Do this —
Show every line in the items below that contains the word "bathroom", matching case exactly.

Supplied material —

════════

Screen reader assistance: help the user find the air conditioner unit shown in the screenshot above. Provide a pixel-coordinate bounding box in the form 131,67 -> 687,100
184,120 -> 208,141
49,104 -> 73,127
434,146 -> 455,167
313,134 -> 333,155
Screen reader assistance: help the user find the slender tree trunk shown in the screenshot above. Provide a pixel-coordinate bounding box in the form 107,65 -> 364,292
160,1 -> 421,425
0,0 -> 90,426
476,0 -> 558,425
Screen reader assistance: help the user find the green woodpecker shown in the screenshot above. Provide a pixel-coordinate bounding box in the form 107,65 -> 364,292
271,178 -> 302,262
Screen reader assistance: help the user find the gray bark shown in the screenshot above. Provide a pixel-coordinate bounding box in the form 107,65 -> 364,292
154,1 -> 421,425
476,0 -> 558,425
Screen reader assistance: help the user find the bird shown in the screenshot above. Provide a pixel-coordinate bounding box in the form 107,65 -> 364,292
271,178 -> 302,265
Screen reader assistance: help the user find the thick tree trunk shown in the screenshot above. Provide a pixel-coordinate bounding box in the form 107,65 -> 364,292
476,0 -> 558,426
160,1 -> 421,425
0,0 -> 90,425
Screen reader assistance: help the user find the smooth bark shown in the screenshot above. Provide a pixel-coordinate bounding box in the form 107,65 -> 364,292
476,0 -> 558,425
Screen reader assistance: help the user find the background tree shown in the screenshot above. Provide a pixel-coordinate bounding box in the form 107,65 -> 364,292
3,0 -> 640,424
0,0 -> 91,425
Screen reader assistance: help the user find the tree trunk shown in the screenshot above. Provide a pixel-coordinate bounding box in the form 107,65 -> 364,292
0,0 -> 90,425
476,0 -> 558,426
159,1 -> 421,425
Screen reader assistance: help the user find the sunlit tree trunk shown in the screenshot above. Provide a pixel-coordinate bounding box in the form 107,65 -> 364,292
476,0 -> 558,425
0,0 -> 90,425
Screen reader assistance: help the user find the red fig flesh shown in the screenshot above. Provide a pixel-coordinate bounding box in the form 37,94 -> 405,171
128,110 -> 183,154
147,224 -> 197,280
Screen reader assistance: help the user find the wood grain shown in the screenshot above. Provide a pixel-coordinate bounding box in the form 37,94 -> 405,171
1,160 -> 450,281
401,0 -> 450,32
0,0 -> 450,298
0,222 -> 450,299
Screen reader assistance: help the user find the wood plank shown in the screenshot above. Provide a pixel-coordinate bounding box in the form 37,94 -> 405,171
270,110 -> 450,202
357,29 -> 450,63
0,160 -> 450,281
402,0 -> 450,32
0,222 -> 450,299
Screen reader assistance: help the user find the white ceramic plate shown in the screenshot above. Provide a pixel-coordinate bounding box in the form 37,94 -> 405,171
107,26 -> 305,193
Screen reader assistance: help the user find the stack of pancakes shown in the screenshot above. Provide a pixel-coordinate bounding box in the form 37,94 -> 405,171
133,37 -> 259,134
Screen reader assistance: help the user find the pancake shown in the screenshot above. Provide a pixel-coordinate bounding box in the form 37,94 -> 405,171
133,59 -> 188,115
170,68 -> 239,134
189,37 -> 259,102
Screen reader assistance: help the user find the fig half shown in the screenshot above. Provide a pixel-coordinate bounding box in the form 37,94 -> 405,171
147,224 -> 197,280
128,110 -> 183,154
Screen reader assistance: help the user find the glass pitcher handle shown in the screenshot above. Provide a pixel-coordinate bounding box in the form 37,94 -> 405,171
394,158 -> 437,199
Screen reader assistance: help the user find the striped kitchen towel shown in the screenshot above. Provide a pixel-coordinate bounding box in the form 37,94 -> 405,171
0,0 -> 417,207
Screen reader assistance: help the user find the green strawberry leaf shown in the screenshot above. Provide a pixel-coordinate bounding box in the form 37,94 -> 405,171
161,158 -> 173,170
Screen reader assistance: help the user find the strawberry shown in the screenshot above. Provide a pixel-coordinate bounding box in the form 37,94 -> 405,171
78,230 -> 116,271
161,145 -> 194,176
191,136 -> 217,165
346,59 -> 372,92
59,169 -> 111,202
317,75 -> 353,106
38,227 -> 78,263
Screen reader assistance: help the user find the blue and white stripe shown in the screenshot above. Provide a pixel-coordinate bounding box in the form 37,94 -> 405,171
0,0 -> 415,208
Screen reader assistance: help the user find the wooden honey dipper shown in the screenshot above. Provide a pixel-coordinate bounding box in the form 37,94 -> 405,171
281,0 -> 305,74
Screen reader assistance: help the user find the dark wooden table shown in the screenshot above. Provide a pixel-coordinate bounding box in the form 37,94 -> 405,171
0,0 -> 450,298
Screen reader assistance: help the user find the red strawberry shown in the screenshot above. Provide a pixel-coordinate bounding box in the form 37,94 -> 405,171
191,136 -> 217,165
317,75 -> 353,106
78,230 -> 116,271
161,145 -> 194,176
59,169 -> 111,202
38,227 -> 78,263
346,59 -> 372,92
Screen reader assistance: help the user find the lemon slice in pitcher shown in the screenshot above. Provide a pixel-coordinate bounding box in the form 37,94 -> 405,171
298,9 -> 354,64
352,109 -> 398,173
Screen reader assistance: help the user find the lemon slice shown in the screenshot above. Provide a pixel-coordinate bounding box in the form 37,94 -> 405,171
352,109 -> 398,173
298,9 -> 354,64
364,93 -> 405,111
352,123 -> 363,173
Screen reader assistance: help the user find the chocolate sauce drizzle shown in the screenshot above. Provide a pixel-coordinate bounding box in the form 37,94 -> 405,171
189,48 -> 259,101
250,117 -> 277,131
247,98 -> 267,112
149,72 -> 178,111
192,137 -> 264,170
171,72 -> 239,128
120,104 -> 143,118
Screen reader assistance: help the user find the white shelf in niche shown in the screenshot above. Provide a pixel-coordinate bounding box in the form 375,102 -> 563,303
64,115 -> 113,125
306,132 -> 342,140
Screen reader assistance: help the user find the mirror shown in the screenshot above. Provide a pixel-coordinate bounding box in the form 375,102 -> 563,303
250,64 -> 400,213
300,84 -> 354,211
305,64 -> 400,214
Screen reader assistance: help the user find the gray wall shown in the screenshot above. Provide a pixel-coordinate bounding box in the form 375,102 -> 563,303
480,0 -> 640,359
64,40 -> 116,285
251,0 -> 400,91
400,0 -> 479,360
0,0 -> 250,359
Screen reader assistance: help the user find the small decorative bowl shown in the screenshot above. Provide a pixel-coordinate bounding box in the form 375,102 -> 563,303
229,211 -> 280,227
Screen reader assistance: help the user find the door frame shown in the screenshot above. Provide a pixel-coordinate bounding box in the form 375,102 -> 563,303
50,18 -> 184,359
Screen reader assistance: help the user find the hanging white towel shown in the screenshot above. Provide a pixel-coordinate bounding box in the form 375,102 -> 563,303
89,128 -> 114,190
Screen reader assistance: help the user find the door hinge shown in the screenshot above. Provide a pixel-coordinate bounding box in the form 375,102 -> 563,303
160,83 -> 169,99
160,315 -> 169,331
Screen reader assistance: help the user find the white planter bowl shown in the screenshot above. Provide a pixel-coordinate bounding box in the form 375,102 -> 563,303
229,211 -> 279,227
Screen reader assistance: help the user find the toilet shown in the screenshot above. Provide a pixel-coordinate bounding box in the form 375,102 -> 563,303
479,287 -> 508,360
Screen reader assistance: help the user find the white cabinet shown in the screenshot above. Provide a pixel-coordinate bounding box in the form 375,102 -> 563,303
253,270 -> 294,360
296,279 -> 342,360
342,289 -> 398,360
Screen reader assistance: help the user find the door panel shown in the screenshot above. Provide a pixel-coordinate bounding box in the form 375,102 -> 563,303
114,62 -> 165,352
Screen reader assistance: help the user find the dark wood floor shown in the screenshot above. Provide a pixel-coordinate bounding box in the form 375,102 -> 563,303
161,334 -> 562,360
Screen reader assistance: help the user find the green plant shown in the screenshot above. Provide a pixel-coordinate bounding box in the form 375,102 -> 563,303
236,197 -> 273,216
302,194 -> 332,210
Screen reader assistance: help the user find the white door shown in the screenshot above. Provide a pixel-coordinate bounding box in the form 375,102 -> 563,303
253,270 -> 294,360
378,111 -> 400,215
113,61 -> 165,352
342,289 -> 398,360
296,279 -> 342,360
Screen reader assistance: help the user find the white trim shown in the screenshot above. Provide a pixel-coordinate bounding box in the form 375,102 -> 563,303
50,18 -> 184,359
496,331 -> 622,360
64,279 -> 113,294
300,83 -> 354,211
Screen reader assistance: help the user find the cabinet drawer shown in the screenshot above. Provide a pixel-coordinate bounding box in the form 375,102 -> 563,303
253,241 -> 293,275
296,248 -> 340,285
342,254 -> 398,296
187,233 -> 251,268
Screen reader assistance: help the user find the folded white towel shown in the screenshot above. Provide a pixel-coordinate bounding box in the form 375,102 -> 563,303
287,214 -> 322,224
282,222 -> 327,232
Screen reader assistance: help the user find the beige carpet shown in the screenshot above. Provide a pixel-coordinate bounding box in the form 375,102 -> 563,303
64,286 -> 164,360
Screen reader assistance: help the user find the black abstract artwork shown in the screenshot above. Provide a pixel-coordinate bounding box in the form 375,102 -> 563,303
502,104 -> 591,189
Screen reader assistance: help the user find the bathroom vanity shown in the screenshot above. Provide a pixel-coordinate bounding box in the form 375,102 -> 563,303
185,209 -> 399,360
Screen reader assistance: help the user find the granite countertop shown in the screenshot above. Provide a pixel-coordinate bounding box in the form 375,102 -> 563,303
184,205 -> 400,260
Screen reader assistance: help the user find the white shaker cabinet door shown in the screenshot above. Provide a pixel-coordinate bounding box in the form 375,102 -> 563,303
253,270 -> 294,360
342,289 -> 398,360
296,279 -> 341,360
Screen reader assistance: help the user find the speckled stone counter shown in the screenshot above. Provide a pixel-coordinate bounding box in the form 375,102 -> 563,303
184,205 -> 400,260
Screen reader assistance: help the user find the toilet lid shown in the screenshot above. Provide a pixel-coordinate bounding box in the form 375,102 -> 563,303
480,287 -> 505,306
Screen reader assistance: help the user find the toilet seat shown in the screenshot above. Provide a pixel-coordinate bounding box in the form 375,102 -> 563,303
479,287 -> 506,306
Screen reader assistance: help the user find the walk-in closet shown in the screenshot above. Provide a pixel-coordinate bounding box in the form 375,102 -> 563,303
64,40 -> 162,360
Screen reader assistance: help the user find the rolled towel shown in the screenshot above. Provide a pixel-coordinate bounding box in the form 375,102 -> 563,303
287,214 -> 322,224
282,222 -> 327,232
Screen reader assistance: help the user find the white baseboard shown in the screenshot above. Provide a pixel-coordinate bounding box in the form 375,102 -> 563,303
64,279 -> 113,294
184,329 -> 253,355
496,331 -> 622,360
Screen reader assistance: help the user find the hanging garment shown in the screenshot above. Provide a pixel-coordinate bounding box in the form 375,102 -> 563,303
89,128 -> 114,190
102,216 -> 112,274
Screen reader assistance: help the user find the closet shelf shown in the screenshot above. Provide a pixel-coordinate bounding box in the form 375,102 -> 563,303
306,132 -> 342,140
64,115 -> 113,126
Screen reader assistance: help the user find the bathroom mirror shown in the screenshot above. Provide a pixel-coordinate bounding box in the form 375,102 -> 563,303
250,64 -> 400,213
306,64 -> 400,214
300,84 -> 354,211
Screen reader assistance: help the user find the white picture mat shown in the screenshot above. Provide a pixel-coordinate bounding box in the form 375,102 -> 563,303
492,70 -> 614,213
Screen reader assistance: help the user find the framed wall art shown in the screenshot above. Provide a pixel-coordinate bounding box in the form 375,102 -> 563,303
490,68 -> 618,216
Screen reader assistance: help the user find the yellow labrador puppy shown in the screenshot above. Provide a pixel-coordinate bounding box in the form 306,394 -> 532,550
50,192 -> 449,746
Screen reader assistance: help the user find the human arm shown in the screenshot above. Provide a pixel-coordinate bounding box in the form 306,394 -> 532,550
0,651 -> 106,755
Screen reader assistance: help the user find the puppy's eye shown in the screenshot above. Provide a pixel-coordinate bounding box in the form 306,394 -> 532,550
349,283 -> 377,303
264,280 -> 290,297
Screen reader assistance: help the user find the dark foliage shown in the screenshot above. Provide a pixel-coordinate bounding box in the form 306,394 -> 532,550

════════

Answer to the task —
Screen reader assistance: help the user find the bathroom vanity shown in the screenshot above. Provide a pixel-coordinate bounding box in the form 375,102 -> 563,303
Screen reader assistance: help the user find the bathroom mirror shown in the screenshot above. Provide a pixel-coordinate bounding box in the form 375,102 -> 563,303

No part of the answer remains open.